Exercise instructions: Restate word for word the entries below, starting with the line with "the white van" and continuing through the line with "the truck grille". Include both of those lines and no others.

+++ Records supplied

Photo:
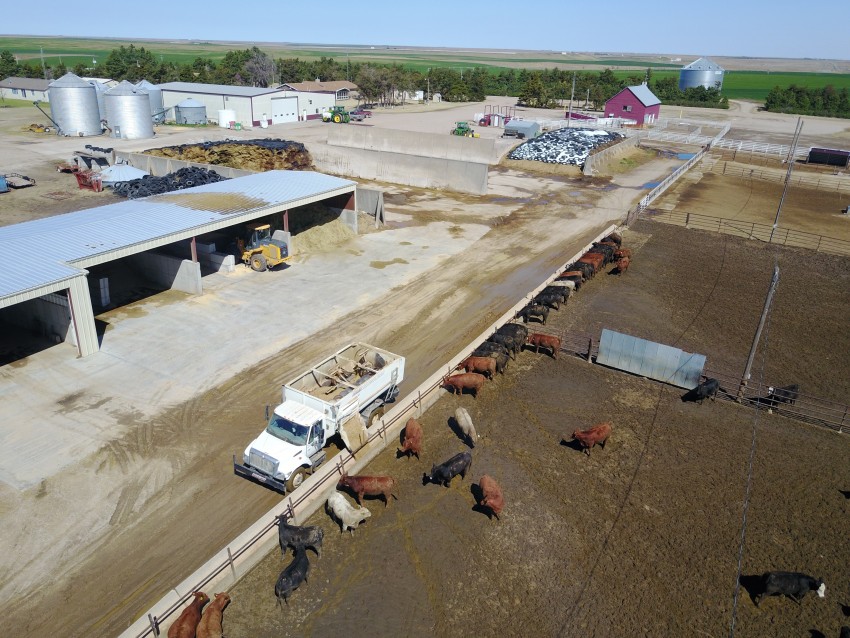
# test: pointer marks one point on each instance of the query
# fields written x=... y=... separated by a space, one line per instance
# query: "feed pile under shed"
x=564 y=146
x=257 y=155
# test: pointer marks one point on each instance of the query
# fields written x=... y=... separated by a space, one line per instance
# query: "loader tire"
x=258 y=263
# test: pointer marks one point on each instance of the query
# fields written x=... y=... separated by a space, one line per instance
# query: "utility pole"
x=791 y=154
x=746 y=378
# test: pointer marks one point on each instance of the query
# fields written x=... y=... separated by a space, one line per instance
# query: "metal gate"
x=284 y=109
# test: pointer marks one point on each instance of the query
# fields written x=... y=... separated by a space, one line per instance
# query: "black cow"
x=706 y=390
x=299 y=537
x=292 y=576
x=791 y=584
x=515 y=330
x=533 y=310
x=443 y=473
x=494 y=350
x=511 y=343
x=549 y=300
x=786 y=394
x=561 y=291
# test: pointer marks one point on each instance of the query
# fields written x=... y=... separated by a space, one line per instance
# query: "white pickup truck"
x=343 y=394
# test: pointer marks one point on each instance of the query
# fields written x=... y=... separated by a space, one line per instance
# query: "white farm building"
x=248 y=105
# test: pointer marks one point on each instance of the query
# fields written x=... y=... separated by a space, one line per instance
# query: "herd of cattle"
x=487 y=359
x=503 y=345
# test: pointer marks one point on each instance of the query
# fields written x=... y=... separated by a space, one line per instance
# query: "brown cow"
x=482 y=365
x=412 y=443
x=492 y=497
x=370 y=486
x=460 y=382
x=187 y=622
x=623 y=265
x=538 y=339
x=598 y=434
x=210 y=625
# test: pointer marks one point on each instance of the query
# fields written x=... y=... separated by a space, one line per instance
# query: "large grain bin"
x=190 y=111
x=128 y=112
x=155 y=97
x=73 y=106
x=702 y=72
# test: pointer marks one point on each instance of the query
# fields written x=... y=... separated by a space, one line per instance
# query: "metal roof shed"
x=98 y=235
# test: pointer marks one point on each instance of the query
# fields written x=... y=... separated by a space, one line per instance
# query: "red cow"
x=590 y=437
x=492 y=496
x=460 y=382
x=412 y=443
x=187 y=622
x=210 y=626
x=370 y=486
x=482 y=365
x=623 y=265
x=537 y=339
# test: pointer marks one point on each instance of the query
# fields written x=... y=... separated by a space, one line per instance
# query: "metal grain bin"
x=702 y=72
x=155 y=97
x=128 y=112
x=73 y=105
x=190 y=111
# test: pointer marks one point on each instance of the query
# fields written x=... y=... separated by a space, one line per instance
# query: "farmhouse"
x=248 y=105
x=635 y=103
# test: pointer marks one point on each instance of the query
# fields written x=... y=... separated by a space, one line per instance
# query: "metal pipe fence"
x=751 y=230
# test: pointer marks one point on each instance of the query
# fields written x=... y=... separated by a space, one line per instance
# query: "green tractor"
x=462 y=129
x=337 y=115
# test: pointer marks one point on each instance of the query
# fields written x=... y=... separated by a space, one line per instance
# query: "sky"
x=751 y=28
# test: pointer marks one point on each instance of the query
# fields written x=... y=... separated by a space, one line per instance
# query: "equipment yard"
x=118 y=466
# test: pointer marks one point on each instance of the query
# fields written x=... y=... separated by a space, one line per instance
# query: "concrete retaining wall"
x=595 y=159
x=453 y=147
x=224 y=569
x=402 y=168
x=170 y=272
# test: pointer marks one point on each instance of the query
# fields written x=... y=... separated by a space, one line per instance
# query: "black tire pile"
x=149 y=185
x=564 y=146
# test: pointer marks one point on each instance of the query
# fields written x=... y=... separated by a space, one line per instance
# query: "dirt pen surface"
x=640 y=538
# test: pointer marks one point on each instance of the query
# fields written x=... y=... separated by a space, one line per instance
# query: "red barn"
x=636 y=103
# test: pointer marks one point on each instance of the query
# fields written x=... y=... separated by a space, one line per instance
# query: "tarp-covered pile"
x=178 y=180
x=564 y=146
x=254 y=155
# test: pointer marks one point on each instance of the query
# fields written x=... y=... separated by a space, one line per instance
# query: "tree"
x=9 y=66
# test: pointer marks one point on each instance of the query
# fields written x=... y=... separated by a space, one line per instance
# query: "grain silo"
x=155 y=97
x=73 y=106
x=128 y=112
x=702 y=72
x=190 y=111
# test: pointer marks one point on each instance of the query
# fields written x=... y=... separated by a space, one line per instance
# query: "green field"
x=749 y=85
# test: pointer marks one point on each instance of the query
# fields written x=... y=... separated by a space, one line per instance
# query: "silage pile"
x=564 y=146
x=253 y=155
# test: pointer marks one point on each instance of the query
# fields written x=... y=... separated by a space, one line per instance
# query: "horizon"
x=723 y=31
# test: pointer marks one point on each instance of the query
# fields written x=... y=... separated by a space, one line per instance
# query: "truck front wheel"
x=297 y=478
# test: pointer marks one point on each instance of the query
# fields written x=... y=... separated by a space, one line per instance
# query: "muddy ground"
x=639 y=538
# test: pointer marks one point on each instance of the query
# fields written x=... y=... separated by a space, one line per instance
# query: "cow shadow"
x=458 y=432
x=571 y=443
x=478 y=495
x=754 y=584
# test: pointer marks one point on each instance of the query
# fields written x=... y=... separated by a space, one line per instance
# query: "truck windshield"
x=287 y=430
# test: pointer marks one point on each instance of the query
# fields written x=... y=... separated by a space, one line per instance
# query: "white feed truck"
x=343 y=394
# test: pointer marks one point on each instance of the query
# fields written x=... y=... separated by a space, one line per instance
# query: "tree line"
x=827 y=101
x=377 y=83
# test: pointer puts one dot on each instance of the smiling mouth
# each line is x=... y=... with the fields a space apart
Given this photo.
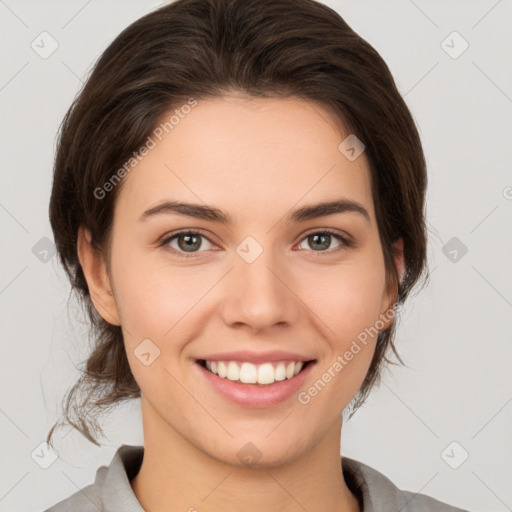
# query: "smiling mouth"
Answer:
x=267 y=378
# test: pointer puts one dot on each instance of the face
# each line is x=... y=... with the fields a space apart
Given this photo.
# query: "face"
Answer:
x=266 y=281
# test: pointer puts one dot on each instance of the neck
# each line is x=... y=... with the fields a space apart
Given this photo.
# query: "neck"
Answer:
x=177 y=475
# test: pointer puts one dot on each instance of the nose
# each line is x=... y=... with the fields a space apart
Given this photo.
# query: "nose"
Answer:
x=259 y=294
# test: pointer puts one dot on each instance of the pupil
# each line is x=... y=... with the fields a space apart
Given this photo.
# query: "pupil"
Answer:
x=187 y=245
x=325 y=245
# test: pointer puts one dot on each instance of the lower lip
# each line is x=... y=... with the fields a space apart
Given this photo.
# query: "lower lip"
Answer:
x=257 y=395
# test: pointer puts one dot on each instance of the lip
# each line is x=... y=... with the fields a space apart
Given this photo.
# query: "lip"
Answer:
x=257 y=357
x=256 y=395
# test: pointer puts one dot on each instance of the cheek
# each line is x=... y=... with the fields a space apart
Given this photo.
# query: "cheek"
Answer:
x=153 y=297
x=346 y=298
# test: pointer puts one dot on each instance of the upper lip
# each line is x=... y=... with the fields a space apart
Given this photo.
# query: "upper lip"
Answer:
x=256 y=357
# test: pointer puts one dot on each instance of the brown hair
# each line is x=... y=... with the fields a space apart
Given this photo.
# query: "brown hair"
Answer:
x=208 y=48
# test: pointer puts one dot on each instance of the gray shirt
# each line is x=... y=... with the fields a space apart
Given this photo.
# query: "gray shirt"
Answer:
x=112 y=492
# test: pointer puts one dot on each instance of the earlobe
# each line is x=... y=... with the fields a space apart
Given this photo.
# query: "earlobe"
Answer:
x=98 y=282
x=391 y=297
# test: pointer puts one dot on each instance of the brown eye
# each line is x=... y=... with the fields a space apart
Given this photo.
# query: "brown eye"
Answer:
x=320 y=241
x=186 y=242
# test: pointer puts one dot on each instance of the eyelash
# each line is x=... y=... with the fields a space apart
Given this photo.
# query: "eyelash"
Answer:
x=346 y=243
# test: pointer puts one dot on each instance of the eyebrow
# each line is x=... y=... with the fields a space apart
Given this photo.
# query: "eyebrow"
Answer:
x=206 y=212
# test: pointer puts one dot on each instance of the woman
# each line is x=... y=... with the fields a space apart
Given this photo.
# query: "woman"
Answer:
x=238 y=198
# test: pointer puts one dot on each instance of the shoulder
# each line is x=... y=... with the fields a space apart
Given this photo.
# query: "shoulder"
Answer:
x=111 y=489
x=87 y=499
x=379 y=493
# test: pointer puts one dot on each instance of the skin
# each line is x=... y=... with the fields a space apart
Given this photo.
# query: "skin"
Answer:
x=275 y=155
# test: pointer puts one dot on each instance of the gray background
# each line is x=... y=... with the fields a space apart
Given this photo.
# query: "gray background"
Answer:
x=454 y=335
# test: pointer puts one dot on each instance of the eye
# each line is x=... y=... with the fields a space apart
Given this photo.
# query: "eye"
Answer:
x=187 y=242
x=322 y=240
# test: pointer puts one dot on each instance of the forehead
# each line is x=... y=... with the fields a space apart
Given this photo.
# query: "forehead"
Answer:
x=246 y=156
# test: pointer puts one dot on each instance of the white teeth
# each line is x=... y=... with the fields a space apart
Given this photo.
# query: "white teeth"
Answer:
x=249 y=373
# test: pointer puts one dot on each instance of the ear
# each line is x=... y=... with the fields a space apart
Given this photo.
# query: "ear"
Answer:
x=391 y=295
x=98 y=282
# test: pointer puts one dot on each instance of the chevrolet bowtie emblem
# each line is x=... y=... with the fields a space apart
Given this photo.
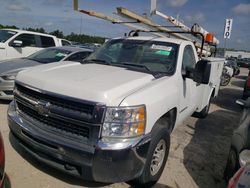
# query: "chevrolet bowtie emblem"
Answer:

++++++
+++ Records supplied

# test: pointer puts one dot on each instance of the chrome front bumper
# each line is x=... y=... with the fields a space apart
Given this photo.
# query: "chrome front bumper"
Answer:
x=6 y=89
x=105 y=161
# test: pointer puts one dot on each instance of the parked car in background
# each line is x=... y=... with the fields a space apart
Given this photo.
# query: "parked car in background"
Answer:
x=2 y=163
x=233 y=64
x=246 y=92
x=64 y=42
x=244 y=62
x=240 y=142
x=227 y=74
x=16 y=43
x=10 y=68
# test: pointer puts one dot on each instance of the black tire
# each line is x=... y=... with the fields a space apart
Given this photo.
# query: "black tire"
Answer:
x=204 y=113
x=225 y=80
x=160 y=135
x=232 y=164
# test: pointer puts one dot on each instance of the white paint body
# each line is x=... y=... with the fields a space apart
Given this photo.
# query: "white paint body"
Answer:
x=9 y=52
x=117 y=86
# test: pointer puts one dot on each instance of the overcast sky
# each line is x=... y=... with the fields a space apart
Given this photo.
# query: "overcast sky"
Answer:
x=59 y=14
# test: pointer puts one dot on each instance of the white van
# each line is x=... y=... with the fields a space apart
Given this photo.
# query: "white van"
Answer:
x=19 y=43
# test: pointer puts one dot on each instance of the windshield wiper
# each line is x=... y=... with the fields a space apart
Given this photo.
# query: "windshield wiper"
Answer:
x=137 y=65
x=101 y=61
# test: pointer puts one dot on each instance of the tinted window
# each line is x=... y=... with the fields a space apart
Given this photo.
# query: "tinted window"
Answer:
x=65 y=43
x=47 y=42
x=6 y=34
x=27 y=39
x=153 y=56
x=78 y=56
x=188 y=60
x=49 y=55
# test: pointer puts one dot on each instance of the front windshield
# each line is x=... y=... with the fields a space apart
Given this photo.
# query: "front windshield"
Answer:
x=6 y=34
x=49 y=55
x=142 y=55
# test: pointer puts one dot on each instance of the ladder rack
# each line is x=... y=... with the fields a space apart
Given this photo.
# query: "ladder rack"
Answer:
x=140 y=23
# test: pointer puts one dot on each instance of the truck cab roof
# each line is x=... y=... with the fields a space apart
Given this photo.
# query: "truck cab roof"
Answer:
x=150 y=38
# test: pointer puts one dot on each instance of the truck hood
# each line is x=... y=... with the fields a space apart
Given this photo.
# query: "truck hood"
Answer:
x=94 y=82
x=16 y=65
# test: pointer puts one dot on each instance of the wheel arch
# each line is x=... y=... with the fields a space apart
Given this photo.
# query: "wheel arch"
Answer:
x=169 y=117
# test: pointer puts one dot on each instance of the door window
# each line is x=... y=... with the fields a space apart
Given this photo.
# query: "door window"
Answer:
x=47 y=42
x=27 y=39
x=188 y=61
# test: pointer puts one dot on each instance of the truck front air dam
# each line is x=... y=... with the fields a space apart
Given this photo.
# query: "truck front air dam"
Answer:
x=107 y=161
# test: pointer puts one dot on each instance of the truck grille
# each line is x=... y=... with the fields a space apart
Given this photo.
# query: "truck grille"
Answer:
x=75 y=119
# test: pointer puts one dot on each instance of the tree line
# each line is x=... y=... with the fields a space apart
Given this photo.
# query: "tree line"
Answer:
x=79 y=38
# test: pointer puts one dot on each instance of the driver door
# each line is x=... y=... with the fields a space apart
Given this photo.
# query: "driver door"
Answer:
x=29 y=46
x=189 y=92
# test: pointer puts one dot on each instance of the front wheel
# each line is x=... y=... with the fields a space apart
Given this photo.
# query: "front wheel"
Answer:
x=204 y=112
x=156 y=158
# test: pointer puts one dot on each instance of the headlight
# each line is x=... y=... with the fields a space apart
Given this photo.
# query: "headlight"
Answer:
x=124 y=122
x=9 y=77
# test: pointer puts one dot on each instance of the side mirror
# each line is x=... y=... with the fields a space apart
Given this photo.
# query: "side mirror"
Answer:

++++++
+++ Records supplied

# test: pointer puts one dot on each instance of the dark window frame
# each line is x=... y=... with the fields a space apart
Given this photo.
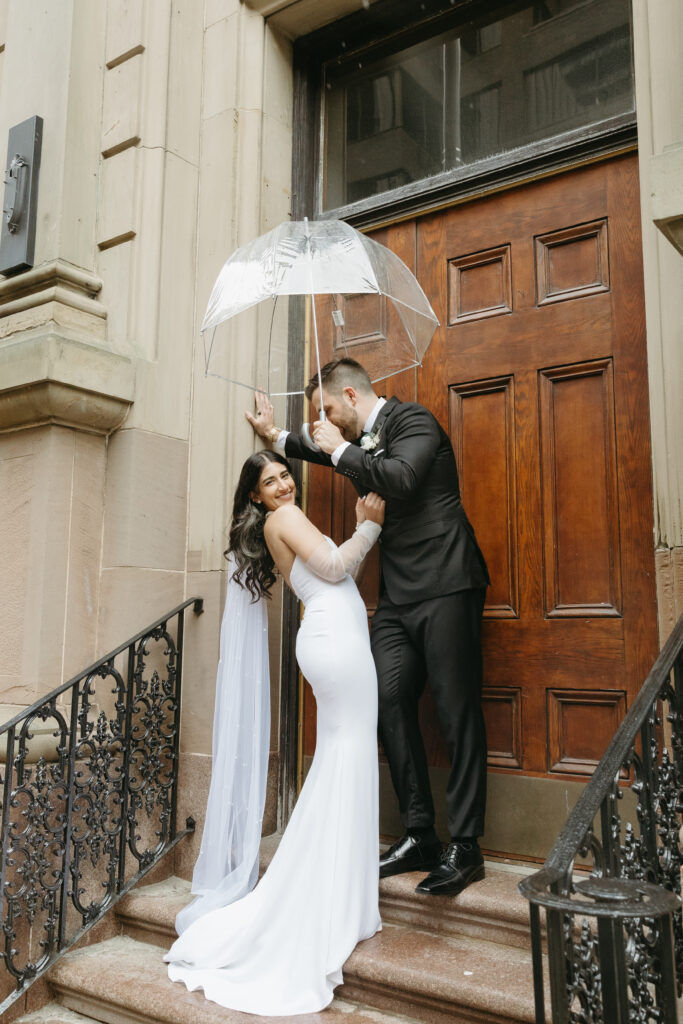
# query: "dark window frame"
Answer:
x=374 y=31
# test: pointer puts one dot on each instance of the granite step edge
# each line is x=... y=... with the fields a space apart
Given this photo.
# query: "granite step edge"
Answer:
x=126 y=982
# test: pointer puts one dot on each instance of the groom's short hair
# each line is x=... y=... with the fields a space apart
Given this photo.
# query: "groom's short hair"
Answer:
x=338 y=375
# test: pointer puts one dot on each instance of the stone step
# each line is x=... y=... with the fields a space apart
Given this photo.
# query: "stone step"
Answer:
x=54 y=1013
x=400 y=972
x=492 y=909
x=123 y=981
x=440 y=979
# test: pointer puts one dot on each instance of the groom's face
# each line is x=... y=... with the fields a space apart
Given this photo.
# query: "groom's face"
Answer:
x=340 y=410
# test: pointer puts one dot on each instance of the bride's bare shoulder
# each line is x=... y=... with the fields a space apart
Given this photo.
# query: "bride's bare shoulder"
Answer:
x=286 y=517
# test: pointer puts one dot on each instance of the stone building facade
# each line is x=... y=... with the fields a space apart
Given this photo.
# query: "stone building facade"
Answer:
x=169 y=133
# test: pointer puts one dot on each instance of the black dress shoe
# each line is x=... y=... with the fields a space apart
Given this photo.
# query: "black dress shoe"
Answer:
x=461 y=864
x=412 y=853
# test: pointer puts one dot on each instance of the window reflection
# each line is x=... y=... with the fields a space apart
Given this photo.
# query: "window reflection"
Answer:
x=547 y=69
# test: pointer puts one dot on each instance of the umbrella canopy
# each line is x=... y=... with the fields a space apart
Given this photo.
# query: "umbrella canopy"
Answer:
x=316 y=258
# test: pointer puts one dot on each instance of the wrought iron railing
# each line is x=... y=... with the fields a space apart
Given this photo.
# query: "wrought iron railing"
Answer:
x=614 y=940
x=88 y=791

++++++

Task result:
# test: pointer puts one dot on each instance of the white van
# each line is x=... y=... with the fields a space apart
Given this photo.
# query: "white van"
Answer:
x=19 y=43
# test: pointer puts one dot on each instance of the windshield wiper
# each line is x=... y=... with the fields a space apart
Given this photo.
# query: "windshield wiper"
Answer:
x=137 y=65
x=101 y=61
# test: pointer puts one dot on each instance of the tinted window
# each line is x=... y=... with the fields a space apart
Given this photo.
# query: "tinted window"
Answer:
x=65 y=43
x=47 y=42
x=6 y=34
x=27 y=39
x=153 y=56
x=78 y=56
x=188 y=60
x=49 y=55
# test: pointer puts one dot on each instance of the front windshield
# each line is x=... y=... with the fields a space apart
Given this photo.
# query: "front windshield"
Answer:
x=6 y=34
x=49 y=55
x=142 y=55
# test: pointer puts one dot on each instance of the ladder rack
# each line is x=... y=... with the fields a space apart
Given this photo.
# query: "ladder rack"
Answer:
x=140 y=23
# test: pointer puts one dot on each instance of the truck cab roof
# each line is x=... y=... with the fields a space apart
Given this photo.
# query: "truck cab roof"
Answer:
x=150 y=38
# test: pointer puts one dot on each instance of the truck hood
# each line is x=... y=... with the fields a space apart
Given this photo.
# query: "truck hood"
Answer:
x=94 y=82
x=16 y=65
# test: pointer puts one dot on each instance of the wheel arch
# each line is x=... y=... with the fields a space apart
Given this photo.
# query: "wheel arch"
Answer:
x=169 y=117
# test: pointer puts one dot on each instance of the door window
# each line is x=... y=... with the fields a space apart
Given this photo.
# query: "door window"
Answer:
x=47 y=42
x=27 y=39
x=188 y=61
# test: pointer puts one dot on each instance of the truck front air dam
# each line is x=... y=... with the fields a space apart
Given this photo.
# query: "truck front air dam"
Answer:
x=107 y=161
# test: pointer puts one dot on each instance of the truck grille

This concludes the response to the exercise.